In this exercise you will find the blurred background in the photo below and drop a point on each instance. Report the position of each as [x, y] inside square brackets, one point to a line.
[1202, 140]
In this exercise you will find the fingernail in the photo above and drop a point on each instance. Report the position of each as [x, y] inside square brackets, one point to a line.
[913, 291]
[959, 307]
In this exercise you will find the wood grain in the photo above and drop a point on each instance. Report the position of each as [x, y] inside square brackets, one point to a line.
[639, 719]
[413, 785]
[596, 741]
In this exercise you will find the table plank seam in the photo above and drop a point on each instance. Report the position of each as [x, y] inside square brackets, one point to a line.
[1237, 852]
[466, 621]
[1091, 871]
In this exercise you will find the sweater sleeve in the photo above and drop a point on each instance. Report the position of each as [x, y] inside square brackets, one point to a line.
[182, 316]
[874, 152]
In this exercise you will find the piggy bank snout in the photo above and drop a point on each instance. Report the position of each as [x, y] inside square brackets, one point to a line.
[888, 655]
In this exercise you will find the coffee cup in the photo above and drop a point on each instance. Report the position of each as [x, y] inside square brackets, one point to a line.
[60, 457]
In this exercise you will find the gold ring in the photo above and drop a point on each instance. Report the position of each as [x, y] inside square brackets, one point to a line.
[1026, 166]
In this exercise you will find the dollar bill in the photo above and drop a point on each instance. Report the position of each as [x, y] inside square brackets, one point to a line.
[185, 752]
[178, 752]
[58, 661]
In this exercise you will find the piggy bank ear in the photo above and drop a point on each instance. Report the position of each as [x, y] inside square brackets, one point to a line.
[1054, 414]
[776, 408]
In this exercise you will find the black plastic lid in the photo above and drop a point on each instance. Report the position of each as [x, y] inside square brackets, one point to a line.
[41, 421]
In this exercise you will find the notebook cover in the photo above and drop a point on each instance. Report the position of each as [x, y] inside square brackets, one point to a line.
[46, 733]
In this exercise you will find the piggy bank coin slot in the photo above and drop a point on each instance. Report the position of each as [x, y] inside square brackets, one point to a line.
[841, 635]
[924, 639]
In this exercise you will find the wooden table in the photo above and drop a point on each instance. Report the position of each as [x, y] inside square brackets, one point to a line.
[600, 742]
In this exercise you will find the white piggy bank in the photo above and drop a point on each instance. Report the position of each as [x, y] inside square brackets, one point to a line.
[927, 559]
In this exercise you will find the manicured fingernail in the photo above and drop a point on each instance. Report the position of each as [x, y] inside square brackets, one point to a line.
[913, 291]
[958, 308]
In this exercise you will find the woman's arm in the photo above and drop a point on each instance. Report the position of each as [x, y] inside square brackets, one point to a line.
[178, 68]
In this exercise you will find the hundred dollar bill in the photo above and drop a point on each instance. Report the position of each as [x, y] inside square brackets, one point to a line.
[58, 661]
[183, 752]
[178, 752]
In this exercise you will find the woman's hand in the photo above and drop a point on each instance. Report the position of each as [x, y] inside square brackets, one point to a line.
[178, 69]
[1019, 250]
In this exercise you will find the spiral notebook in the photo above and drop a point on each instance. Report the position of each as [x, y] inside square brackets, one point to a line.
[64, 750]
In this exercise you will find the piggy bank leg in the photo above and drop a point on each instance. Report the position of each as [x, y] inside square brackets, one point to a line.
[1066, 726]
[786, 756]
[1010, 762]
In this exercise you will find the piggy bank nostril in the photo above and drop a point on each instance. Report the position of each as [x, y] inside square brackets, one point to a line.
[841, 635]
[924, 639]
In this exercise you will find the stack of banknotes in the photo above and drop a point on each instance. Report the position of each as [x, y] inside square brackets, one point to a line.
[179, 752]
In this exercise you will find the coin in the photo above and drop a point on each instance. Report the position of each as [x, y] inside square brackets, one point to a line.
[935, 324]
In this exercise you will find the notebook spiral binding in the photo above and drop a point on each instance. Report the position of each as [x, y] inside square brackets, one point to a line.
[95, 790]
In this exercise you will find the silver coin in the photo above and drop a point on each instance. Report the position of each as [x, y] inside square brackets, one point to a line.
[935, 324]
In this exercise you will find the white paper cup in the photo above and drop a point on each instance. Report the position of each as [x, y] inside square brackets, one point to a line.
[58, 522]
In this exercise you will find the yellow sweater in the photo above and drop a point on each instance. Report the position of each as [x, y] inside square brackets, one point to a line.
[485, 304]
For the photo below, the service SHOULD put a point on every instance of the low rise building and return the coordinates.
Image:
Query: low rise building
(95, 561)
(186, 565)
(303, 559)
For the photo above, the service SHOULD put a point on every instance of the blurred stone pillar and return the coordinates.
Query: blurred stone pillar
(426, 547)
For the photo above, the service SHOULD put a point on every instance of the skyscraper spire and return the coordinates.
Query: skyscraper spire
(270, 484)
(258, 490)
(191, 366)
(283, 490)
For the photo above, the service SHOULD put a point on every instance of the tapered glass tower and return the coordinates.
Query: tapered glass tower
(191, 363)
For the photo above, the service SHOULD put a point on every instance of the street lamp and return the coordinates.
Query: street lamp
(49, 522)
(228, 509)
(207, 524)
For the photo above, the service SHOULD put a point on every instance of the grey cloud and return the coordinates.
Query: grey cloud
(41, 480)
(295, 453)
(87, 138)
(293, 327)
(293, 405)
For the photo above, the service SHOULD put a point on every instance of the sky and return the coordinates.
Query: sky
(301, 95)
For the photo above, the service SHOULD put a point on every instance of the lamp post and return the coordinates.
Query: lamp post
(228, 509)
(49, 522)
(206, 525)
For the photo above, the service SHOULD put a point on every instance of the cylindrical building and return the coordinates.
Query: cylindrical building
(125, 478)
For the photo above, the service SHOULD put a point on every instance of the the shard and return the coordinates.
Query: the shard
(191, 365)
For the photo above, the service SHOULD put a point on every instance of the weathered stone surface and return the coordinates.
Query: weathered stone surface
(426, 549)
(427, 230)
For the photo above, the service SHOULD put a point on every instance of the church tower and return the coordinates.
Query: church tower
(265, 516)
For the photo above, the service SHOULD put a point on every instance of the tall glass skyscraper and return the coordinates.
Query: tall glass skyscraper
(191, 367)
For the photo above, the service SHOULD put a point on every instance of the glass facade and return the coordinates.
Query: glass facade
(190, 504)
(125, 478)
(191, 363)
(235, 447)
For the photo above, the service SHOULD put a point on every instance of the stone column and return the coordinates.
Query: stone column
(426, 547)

···

• _DIRECTION_:
From the listing above, extract all records word for word.

• _THE SOLUTION_:
In this exercise you will find the blurred background in the photo below and drop a point on each instance. Report the position of each as [x, y] inside square brackets, one point to a line.
[1202, 140]
In this exercise you will find the fingernail in the photo above and drop a point on each instance. Report the position of each as [x, y] inside square brackets, one point to a line.
[913, 291]
[959, 307]
In this exercise you will find the wood grain in the photo above and drop a point on each instance. Report the position of each as [x, y] inside square brackets, one point to a line.
[639, 719]
[413, 785]
[596, 741]
In this exercise you will find the table plank seam in the photo above and drop a point on each instance. Report the position of each as [x, y] inside square brackets, one point to a line.
[1237, 852]
[466, 621]
[1091, 871]
In this exercise you will find the sweater sleeve in the photo above and drop a point on each instance. Report the position of each as [x, y] inside square brackets, one point to a line.
[182, 316]
[874, 152]
In this exercise you will find the piggy bank snout in the photo above and drop a point on each instance. Report the position of each as [x, y] inside square brackets, one point to a line.
[888, 655]
In this exercise you will find the coffee cup in the photo above and drop a point on each instance. Report the position of each as [x, y] inside square brackets, one point to a line.
[60, 457]
In this exercise you will find the gold ring in the photo above and drop a point on each instance. Report the position of each as [x, y] inside square brackets, one point to a line.
[1026, 166]
In this exercise you will find the dollar bill in the photo above and drop a point on each instance. Report the position of each as [x, y] inside square brackets, one point to a line.
[185, 752]
[178, 752]
[58, 661]
In this exercise you will find the piggy bank ear in the photo above and drop a point on each instance. Report the position of each as [x, y] inside square brackets, one point to a line.
[1054, 414]
[776, 408]
In this exercise you will find the black plastic lid in the photo above and drop a point on each instance. Report the position of each as [x, y] inside square brackets, one point to a line.
[41, 421]
In this exercise you will find the notebook cover in the photo above and drop a point on each instance. Report the position of each as [x, y] inside square brackets, one point to a line.
[46, 733]
In this exercise you will find the piggy bank coin slot in the photo above and drop a point on each instance. Report the position of each as [x, y] inside square brackets, one point to a line.
[841, 635]
[924, 639]
In this exercise you will find the wooden table in the photo above and drop a point on each instance. Report the position of each as [x, y] inside square brackets, one point to a line.
[600, 742]
In this exercise you will find the white piggy bank in the photo above and drop a point on each instance. Report the position of each as [x, y] inside square brackets, one point to a line.
[927, 559]
In this exercise you will find the manicured fingernail in the photo above and drop a point on each instance. Report the position of each as [x, y] inside square brackets, one point to a line.
[913, 291]
[958, 308]
In this exercise you will find the woman's arm in the photo above and drop a point on each instance. Report the position of each as [x, y] inside square brackets, one point to a line.
[178, 68]
In this exercise you will find the hundred dollar bill in the photo above and drop a point on each instance. Report the position of each as [x, y] inside square brackets, one point to a line.
[58, 661]
[183, 752]
[178, 752]
In this exercise you will find the woman's hand in the photo above and drop a point on each instance. Report the position of each as [x, y] inside square brackets, one point to a line.
[178, 69]
[1019, 250]
In this exercise you will find the spiral notebook in the photo above and drop a point on each instance. Report the position of each as [x, y] inside square brackets, one point to a line.
[64, 750]
In this exercise you will find the piggy bank leg in the photo above and drop a point on each instance. Report the position of each as [x, y] inside square brackets, one point to a line.
[1066, 726]
[786, 756]
[1010, 762]
In this exercise you will find the piggy bank nostril in the photo above and drop a point on each instance. Report the position of each as [x, y] inside square brackets, one point to a line.
[841, 635]
[924, 639]
In this exercise you will find the stack of banknotes in the photo above and drop a point on each instance. Report the position of each as [x, y] inside square brackets, one point to a line.
[179, 752]
In this exercise you will find the coin in the photo above and drop a point on each instance. Report the position of each as [x, y] inside square brackets, one point to a line.
[935, 324]
In this exercise you will find the notebook spiral binding in the photo above and drop a point on each instance. Report the position of each as [x, y] inside square brackets, one point to a line.
[95, 790]
In this exercise you will find the silver coin in the photo above and drop a point on each instance. Report the position of each as [x, y] inside square brackets, one point to a line.
[935, 324]
In this exercise you will find the white paper cup in the photo above and drop a point on each instance. Report the position of each as [x, y] inside square brackets, one point to a line.
[58, 522]
In this exercise you will find the yellow sweater in the photo above and drop a point on each instance. Report the position of each as [x, y] inside square brackets, one point to a line.
[485, 304]
For the photo below, the service SHOULD put a point on every instance of the low rise building and return the coordinates.
Image:
Query: low rise building
(95, 561)
(186, 565)
(303, 559)
For the photo above, the service SHOULD put a point on every instance of the blurred stone pillar and return the coordinates.
Query: blurred stone pillar
(426, 547)
For the photo above, the service SHOULD put a point on every instance of the skyscraper spire and return the coordinates.
Query: skyscraper spire
(270, 484)
(258, 490)
(191, 366)
(283, 490)
For the photo above, the service SHOULD put a point on every instance of the tapered glass tower and return the coordinates.
Query: tapered glass tower
(191, 363)
For the photo above, the service SHOULD put a point on every instance of the street lamp and return the coordinates.
Query: street lamp
(49, 522)
(228, 509)
(207, 524)
For the photo above, the service SHOULD put a point on every instance of the grey cloud and return the coordinates.
Query: grey cloud
(41, 480)
(295, 453)
(87, 138)
(293, 327)
(293, 405)
For the photo above, the service SHOULD put a point on every instance of the sky and return the coordinates.
Query: sky
(301, 95)
For the photo above, the service SHOULD put a point on every instance of the lamp post and return the coordinates.
Query: lamp post
(228, 509)
(49, 522)
(206, 525)
For the photo above, the service SHOULD put a point on every instance of the cylindrical building and return the coordinates.
Query: cylindrical building
(125, 478)
For the photo above, the service SHOULD put a point on every instance of the the shard and return the coordinates.
Query: the shard
(191, 365)
For the photo above, the service SHOULD put a point on every instance of the weathered stone surface and return the coordinates.
Query: weathered stone surface
(426, 549)
(427, 230)
For the photo above, the service SHOULD put a point on every instance of the church tower and return the coordinates.
Query: church tower
(265, 516)
For the photo above, the service SHOULD put a point on every instance of the tall glass skyscraper and return the coordinates.
Query: tall glass skyscraper
(191, 367)
For the photo above, the service SHOULD put a point on every instance of the glass facade and return the coordinates.
Query: glass facade
(190, 504)
(125, 478)
(191, 363)
(235, 447)
For the photo above, the service SHOULD put a point on every instance of the stone column and return the coordinates.
Query: stone column
(426, 547)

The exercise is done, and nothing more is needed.